#### [WHAT TO PRODUCE]
Format every line in the rows below as a numbered list, skipping blank lines and leaving out the pictures.

****************

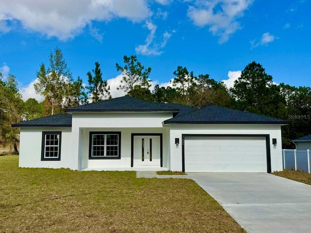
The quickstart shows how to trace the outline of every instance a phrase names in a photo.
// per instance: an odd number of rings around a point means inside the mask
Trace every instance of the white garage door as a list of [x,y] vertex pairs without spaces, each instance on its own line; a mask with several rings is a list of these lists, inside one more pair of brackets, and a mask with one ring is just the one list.
[[185,137],[185,170],[267,172],[265,138]]

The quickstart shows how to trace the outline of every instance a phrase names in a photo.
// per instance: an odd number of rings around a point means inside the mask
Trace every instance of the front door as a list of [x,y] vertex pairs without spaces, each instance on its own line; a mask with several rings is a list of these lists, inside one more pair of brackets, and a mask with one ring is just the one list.
[[134,166],[160,166],[160,136],[134,137]]

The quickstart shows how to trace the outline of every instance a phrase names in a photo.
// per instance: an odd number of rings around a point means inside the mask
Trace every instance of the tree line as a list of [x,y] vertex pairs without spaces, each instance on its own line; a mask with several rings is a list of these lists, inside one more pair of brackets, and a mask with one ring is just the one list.
[[[118,89],[127,95],[156,103],[175,103],[194,108],[216,105],[276,117],[289,122],[282,127],[283,148],[292,148],[291,140],[311,133],[311,88],[273,82],[259,63],[248,64],[241,77],[228,88],[207,74],[194,75],[178,66],[173,71],[172,86],[156,85],[150,90],[151,67],[145,68],[136,56],[124,56],[123,65],[116,64],[122,74]],[[103,79],[100,64],[86,73],[87,84],[72,77],[62,51],[55,49],[48,66],[42,63],[34,85],[36,93],[45,97],[38,103],[34,99],[25,102],[17,88],[15,77],[4,80],[0,73],[0,144],[14,146],[17,152],[18,129],[11,124],[51,115],[63,113],[69,107],[111,99],[110,87]]]

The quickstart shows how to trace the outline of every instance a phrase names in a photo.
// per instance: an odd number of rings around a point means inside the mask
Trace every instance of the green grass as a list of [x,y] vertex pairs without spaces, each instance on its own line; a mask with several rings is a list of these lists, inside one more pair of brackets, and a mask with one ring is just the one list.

****************

#### [RESULT OF THIS TASK]
1. The quickstart shows how to trace the outline of every instance a phrase names in a photo.
2. // per instance: an odd number of rings around a point means inside the mask
3. Trace every instance of the white garage door as a list of [x,y] vertex pairs without spaces, each instance on its own line; a mask with several rings is a list of these lists, inside one more pair of brackets, and a mask with one ring is just the one list.
4. [[185,137],[185,170],[267,172],[265,138]]
5. The quickstart shows how to trace the outline of every instance a phrase names in a photo.
6. // per instance: an odd number of rings around a point means inside the mask
7. Trace every instance of the front door as a list of [x,y] vertex pairs without spaces, each instance on its own line; a mask with several rings is a list of these lists, inside one more pair of brackets, and a mask with one ring is just the one list.
8. [[134,166],[160,166],[160,136],[134,137]]
9. The quickstart shows how to trace the outline of every instance a phrase names in a photo.
10. // per instance: an odd number of rings around a point means inside the mask
11. Trace every instance of the tree line as a list of [x,y] vertex pairs without spaces, each instance on its own line; a mask with several rings is a list of these lists, inside one more pair of brackets, and a mask with one ring is just the one list.
12. [[[118,89],[127,95],[156,103],[175,103],[194,108],[216,105],[276,117],[289,122],[282,127],[283,148],[292,148],[291,140],[311,133],[311,88],[273,82],[259,63],[248,64],[241,77],[228,88],[207,74],[194,75],[178,66],[173,71],[172,86],[156,85],[150,90],[151,67],[145,68],[136,56],[124,56],[123,65],[116,64],[122,74]],[[103,79],[100,64],[86,73],[87,84],[72,77],[62,51],[55,49],[48,66],[42,63],[34,85],[36,93],[45,97],[38,103],[34,99],[25,102],[17,88],[15,77],[4,80],[0,73],[0,144],[14,146],[17,152],[18,129],[11,124],[51,115],[63,113],[69,107],[111,99],[110,87]]]
13. The quickstart shows how to trace the outline of every instance a phrase names in a photo.
14. // per instance: an odd number of rings around a point means inside the mask
15. Trace every instance of the green grass as a list of [x,y] vertex pairs without spaces, each instance on its own line; a mask with several rings is a list of these lists, inside one more pair of brackets, and a mask with one ring is just the one list.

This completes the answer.